## DESCRIPTION OF THE TASK
Count the lines in the listing below that contain the word "vest", and reply with that number alone.

#####

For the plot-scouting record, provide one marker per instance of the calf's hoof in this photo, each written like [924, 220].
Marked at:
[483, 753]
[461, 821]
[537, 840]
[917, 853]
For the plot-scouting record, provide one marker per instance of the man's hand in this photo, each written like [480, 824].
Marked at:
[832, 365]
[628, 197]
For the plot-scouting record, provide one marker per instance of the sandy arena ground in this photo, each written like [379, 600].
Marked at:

#####

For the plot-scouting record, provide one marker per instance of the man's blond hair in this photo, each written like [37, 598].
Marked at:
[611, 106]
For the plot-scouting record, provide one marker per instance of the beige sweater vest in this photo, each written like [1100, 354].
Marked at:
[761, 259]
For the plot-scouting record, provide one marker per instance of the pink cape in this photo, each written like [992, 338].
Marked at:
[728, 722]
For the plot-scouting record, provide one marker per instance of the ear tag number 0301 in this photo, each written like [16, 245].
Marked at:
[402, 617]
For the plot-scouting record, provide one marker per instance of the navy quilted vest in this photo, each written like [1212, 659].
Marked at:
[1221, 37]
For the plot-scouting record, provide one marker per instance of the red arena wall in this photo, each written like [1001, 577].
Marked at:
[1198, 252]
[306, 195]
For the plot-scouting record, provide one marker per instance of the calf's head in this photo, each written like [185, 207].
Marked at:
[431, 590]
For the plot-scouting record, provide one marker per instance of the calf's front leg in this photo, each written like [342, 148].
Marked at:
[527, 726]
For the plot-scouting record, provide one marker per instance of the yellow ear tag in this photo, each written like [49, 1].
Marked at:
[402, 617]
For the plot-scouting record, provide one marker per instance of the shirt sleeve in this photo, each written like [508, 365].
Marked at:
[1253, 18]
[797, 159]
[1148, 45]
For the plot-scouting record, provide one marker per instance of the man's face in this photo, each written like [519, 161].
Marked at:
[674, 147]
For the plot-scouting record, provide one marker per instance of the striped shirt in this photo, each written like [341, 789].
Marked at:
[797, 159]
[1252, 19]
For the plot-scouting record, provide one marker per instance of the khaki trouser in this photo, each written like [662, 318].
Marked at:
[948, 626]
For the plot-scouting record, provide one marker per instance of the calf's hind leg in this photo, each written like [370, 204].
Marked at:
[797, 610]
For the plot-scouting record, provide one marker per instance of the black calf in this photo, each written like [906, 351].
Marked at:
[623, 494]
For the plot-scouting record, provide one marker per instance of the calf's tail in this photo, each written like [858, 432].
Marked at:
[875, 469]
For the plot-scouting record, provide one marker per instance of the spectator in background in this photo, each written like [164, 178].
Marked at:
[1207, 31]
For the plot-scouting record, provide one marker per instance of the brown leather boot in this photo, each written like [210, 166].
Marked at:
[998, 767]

#####

## SOLVED PROBLEM
2